**Requirements:** Repeat each record exactly. Any picture gets left out.

**Information shown:**
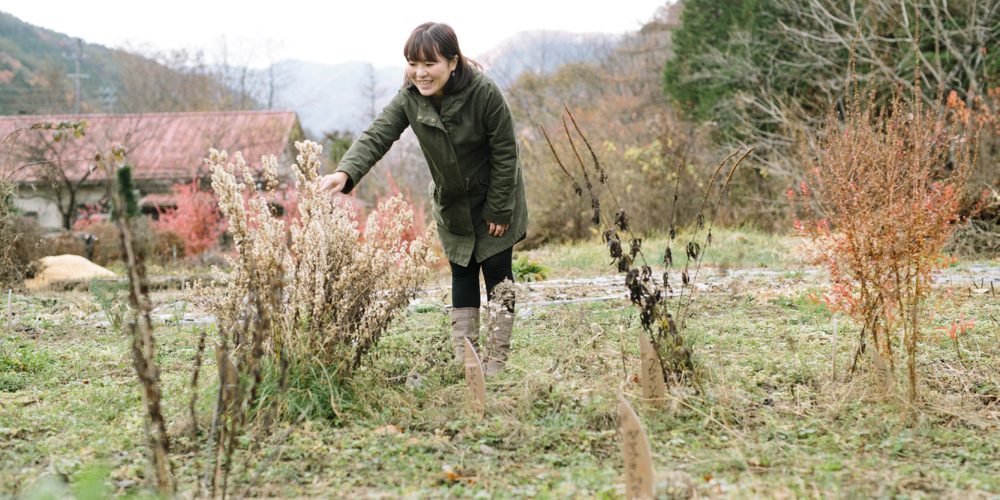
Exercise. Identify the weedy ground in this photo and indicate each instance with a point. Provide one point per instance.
(772, 419)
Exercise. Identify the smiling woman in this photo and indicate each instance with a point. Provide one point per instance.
(466, 132)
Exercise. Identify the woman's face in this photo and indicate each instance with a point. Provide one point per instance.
(430, 77)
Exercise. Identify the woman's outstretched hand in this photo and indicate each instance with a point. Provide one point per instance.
(334, 183)
(497, 229)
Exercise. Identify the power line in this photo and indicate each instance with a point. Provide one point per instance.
(77, 76)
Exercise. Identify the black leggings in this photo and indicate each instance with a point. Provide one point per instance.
(465, 279)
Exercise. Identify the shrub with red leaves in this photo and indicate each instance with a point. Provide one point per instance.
(196, 219)
(882, 198)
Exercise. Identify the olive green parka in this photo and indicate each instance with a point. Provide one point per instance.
(471, 150)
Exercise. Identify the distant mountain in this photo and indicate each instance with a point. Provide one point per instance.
(331, 97)
(37, 68)
(34, 64)
(543, 52)
(339, 96)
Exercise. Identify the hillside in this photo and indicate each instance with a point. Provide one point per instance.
(36, 64)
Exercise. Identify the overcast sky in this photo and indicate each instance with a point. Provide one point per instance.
(319, 30)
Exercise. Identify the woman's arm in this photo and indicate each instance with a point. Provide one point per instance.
(369, 148)
(503, 160)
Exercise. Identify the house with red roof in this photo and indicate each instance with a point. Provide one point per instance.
(57, 175)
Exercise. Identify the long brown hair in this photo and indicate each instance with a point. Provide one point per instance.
(429, 41)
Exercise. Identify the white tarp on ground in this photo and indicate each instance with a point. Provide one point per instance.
(59, 268)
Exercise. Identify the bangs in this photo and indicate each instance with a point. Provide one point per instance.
(421, 47)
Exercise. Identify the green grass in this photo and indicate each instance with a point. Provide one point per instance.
(771, 420)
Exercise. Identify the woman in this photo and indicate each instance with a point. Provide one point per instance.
(466, 132)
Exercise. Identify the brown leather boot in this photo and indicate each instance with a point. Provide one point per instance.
(464, 324)
(498, 341)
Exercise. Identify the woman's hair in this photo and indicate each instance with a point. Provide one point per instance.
(429, 41)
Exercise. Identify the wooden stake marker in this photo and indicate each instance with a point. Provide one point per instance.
(635, 451)
(654, 388)
(475, 378)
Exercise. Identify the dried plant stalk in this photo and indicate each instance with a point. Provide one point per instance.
(648, 296)
(141, 327)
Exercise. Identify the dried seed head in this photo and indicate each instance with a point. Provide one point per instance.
(621, 220)
(693, 249)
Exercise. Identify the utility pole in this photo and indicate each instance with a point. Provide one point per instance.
(108, 98)
(77, 76)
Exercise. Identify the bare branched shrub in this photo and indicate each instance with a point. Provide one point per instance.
(652, 298)
(883, 197)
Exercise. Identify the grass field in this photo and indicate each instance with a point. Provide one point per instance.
(772, 418)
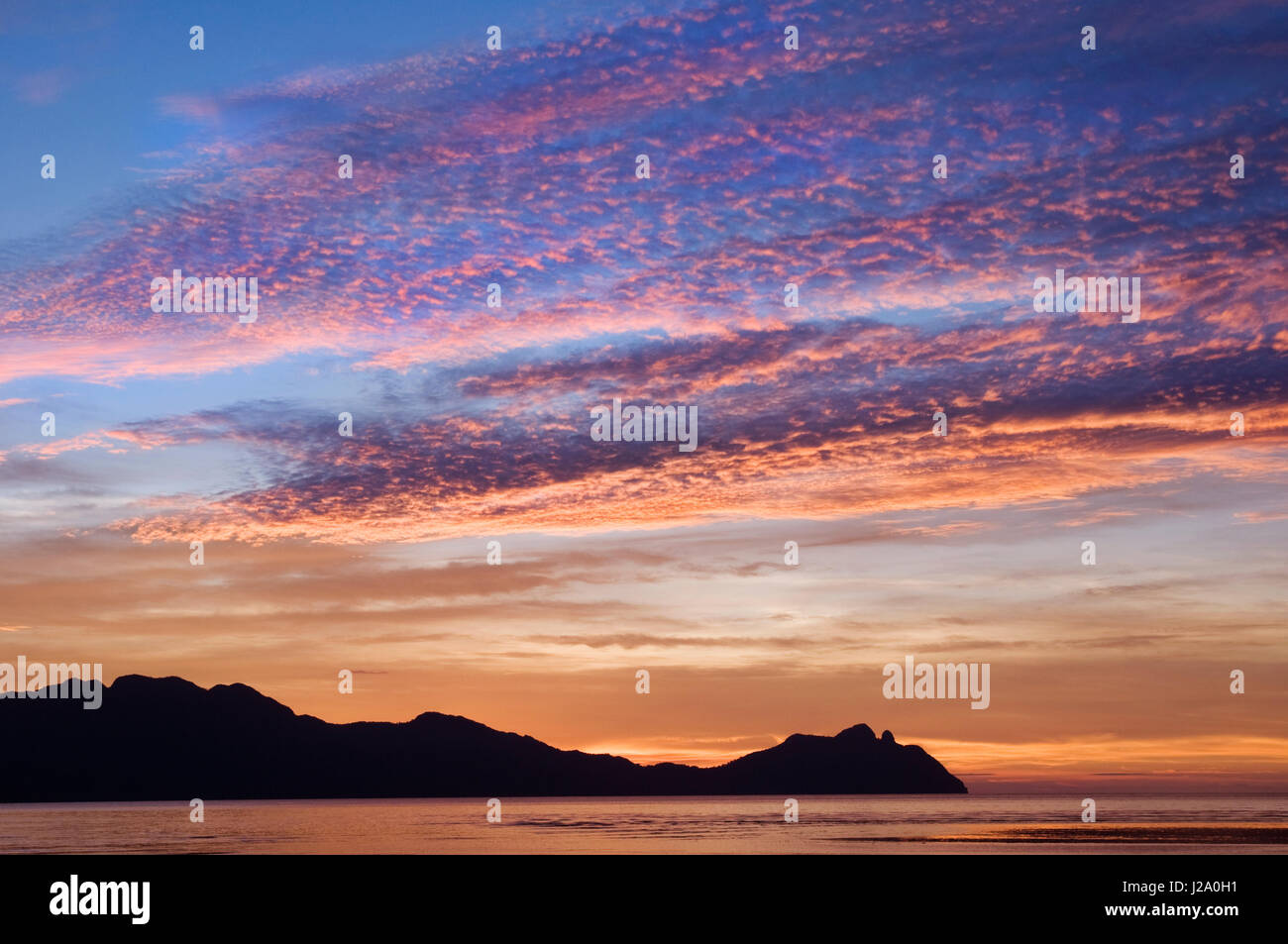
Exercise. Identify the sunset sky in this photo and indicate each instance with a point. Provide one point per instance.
(472, 424)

**Exercise solution:**
Exercise. Identify the weedy ground in this photo and indicate each instance with a point. Provide one point per instance.
(772, 419)
Exercise. Identify the smiling woman in this photo and indicate each instance with a point. Provide one point per instance.
(466, 132)
Exercise. Identify the woman's face in this photo and indicate each instance with a point. Provide one point per instance.
(430, 77)
Exercise. Identify the woman's outstretched hand in this photo and indicate each instance with a point. Provide one point per instance.
(334, 183)
(497, 229)
Exercise. Identify the power line in this photo and indicate each instance with a point. Provide one point per instance.
(77, 76)
Exercise. Identify the black leggings in this photo and indicate each instance with a point. Provide one point per instance.
(465, 279)
Exercise. Identify the shrub with red leaves in this photo and indicate each instance with a point. Provide one point per instance.
(196, 219)
(882, 198)
Exercise. Identify the olive green parka in this photo and indicate each instance with a point. Provide one point per instance.
(471, 150)
Exercise. Identify the distant mountain in this photo and indicate each instance with a point. Provide one point per instance.
(331, 97)
(37, 68)
(34, 64)
(543, 52)
(339, 96)
Exercise. Identify the hillside in this photo and indicate each instance with a point. Provide one point per instance.
(36, 64)
Exercise. Identify the overcast sky in this photo and indicate each instance with a point. Provide one point per instance.
(319, 30)
Exercise. Identify the woman's arm in this photo and indicate each instance with a point. Provide one point per instance.
(369, 148)
(503, 160)
Exercise. Identify the house with red roof in this photo and indicate each instance with a point. Provide one point per instance.
(57, 175)
Exercise. Identify the long brown hair in this photo and indicate each instance with a point. Provide one point per instance.
(429, 41)
Exercise. Identify the white tarp on ground in this photo and indicate each instance with a point. Provide one point per instance.
(59, 268)
Exercise. Identify the bangs in this photo and indicate each instance with a point. Provide one point per instance.
(421, 47)
Exercise. Identify the green grass in this photo and indicate each instance with a point. Provide one point per instance.
(771, 420)
Exercise. Identify the woman in this photo and indicate each instance with a point. Provide one point per instance.
(466, 132)
Exercise. Identify the brown leather boot in this photo and indicate each instance with a point. Provide one point per instance.
(464, 324)
(498, 341)
Exercise. Identify the woman's hair in this photo and indicate each instance with a point. Provide one point per instance.
(429, 41)
Exercise. Identify the wooden stake marker in this photo and indicate each instance with a point. Provide one point per instance.
(635, 451)
(654, 388)
(475, 378)
Exercise. Identify the dried plant stalk in this photo and indicate each instance with a point. Provide one point per instance.
(648, 296)
(141, 327)
Exercise. Identify the dried seed head in this photo and indicate each instance with a point. Provide one point per instance.
(621, 220)
(693, 249)
Exercise. Identify the utility pole in this photo and indicate each instance with a point. Provide one point per instance.
(108, 98)
(77, 76)
Exercise. Identify the bare branched shrub in this photo and indicate each instance with a point. Provide one point per instance.
(652, 298)
(883, 197)
Exercise. Identify the grass field in this photo and indicate each instance with a point. Provide one point per instance.
(772, 418)
Exercise. Identify the sunset sky in this photo and indicate each instance with a point. Provide one point per instance.
(472, 424)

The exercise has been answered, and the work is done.